Like Cinderella, God Damn It!


There’s a whole bunch of unreasonable going on in my house right now. Here’s a snippet of a real “conversation” I had with my daughter last night.

“Daddy. Daddy. Daddydaddydaddy. Watch me dance. Daddy, watch me dance. Are you watching me dance? Daddy STOP WATCHING ME DANCE!”

She went from zero to Bat-Shit within a single breath. That has to be some sort of a record.

My daughter will literally eat an entire hotdog while telling me how much she hates hotdogs. And my son is no better. He will only eat food cooked on the grill (not in the oven) and drink from a green cup. Sometimes I give him a blue cup just to watch him lose his shit.

I think there’s a clinical term for what my kids are. I read it in a parenting article once…what’s the phrase…oh yeah, it’s called FUCKING CRAZY!

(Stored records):
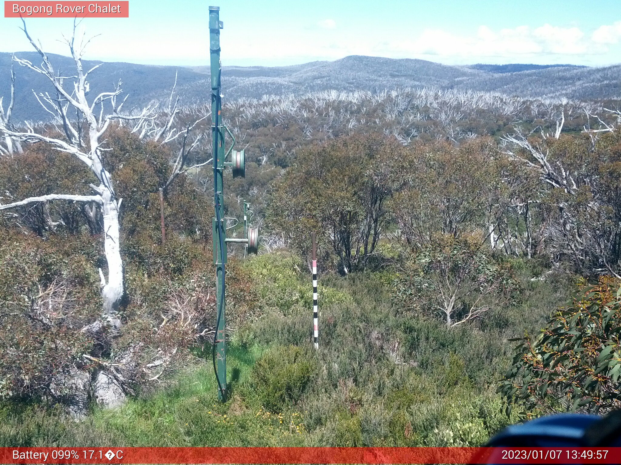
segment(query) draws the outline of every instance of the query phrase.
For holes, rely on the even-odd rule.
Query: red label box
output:
[[[5,18],[129,18],[129,1],[7,1]]]

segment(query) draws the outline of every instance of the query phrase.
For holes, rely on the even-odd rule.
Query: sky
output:
[[[86,36],[99,35],[84,58],[208,65],[210,4],[220,6],[224,23],[225,66],[351,55],[446,64],[621,63],[619,0],[130,0],[129,18],[82,22]],[[26,20],[44,50],[68,55],[60,40],[72,20]],[[32,50],[20,26],[18,19],[0,17],[0,51]]]

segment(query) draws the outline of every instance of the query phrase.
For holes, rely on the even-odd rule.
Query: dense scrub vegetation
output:
[[[122,330],[83,330],[105,267],[96,206],[0,212],[0,445],[476,445],[524,415],[606,411],[621,366],[621,137],[612,114],[600,120],[610,130],[591,130],[600,110],[424,90],[225,108],[249,158],[245,178],[225,177],[227,215],[251,200],[263,245],[246,260],[231,249],[224,404],[210,366],[209,170],[163,193],[163,244],[175,154],[111,127]],[[1,203],[93,182],[43,144],[0,158]],[[595,287],[578,296],[578,282]],[[125,380],[124,404],[82,399],[90,414],[73,422],[68,379],[102,366]]]

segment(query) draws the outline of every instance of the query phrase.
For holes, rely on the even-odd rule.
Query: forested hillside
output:
[[[19,52],[19,58],[37,64],[35,52]],[[8,95],[11,55],[0,53],[0,95]],[[60,70],[73,66],[70,58],[50,55]],[[91,67],[99,61],[84,61]],[[522,97],[610,99],[621,97],[619,66],[589,68],[573,65],[536,66],[475,64],[451,66],[422,60],[394,60],[374,56],[347,56],[334,61],[315,61],[290,66],[224,66],[222,83],[227,99],[261,99],[264,95],[292,94],[299,97],[324,91],[381,92],[406,88],[440,91],[485,91]],[[16,69],[16,119],[48,119],[32,89],[40,89],[45,78]],[[155,66],[106,63],[93,74],[94,93],[123,82],[132,105],[143,107],[152,100],[165,104],[178,73],[178,87],[185,105],[208,101],[209,67]]]
[[[66,92],[43,60],[47,82],[25,64],[15,86],[63,95],[40,96],[50,123],[24,125],[19,95],[9,119],[2,91],[0,446],[475,446],[619,406],[613,69],[225,70],[229,95],[247,87],[222,110],[247,157],[224,176],[225,214],[250,202],[261,237],[258,256],[230,249],[220,404],[204,70],[171,94],[173,70],[153,68],[161,87],[143,79],[121,105],[107,64],[90,88],[84,62]],[[128,82],[144,69],[119,66]],[[301,95],[250,98],[253,79]]]

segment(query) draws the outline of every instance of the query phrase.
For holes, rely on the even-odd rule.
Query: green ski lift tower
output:
[[[216,270],[216,330],[212,349],[214,371],[218,384],[218,399],[227,400],[227,353],[225,345],[226,318],[225,315],[225,278],[227,263],[227,244],[242,242],[245,252],[256,254],[258,248],[258,229],[247,227],[246,212],[250,204],[244,203],[244,237],[226,237],[227,218],[224,216],[224,174],[225,167],[230,166],[233,177],[245,175],[245,157],[243,150],[234,150],[235,137],[222,122],[222,95],[220,91],[222,66],[220,61],[220,7],[209,7],[209,53],[211,71],[211,140],[214,164],[214,201],[215,214],[212,223],[214,240],[214,264]],[[231,138],[231,144],[225,151],[225,133]],[[231,227],[234,227],[231,226]]]

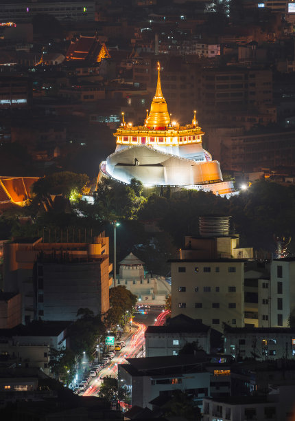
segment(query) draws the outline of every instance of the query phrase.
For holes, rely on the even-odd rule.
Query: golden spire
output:
[[[122,122],[121,123],[121,126],[123,126],[124,127],[126,127],[126,123],[125,122],[125,120],[124,120],[124,113],[122,113]]]
[[[170,122],[170,116],[168,113],[166,101],[163,96],[160,77],[161,66],[158,61],[158,80],[156,94],[152,100],[149,116],[145,120],[148,127],[166,127]]]
[[[193,111],[193,118],[191,121],[191,124],[193,125],[193,126],[196,126],[198,125],[198,121],[197,121],[197,118],[196,117],[196,114],[197,111]]]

(Exercise A):
Extract from the parenting text the part that opens with the words containing "There’s a whole" and closes with "lose his shit.", copying it word for word.
(Exercise B):
State whether each statement agrees with the parenting text, answering yes or no and quoting the deciding words: (i) The son drinks only from a green cup. (ii) The daughter says she loves hotdogs while eating one. (iii) The son will eat food cooked in the oven.
(Exercise C):
Write what comes next in the parenting text, picking up after its final sentence.
The rows have no connection to the parenting text.

(Result A):
There’s a whole bunch of unreasonable going on in my house right now. Here’s a snippet of a real “conversation” I had with my daughter last night.

“Daddy. Daddy. Daddydaddydaddy. Watch me dance. Daddy, watch me dance. Are you watching me dance? Daddy STOP WATCHING ME DANCE!”

She went from zero to Bat-Shit within a single breath. That has to be some sort of a record.

My daughter will literally eat an entire hotdog while telling me how much she hates hotdogs. And my son is no better. He will only eat food cooked on the grill (not in the oven) and drink from a green cup. Sometimes I give him a blue cup just to watch him lose his shit.

(Result B):
(i) Yes: "drink from a green cup."
(ii) No: "telling me how much she hates hotdogs."
(iii) No: "He will only eat food cooked on the grill (not in the oven)."

(Result C):
One night, my daughter threw an unbelievable tantrum as she was going to bed. I kept trying to cover her up with a blanket, but she kept screaming, “No, like Cinderella!” then she’d kick the blanket off the bed and scream as if she was on fire. “Like Cinderella, like Cinderella, like Cinderella…!” After 45 minutes of her thrashing around my wife and I finally figured out that she wanted the blanket to be draped over her slowly by helpful little birds like in Cinderella.

Are you fucking kidding me? She wants me to train wild birds to tuck her in at night! Thanks Walt Disney. It wasn’t pretty when I explained the limitations of domesticating certain animals. She didn’t take it well.

A lot of people compare raising young children to hanging out with drug addicts, or alcoholics, or schizophrenics because of the irrational behavior and wild mood swings. I think those people aren’t giving drug addicts enough credit. Sure, they’ll take money from your purse when you’re not looking and often spread hepatitis, but not even Charlie Sheen on his worst bender would expect you to manipulate woodland creatures into becoming house servants. That’s a special kind of crazy reserved for three-year-olds.

People, please share the most unreasonable thing your child does so that I know I’m not alone in this world.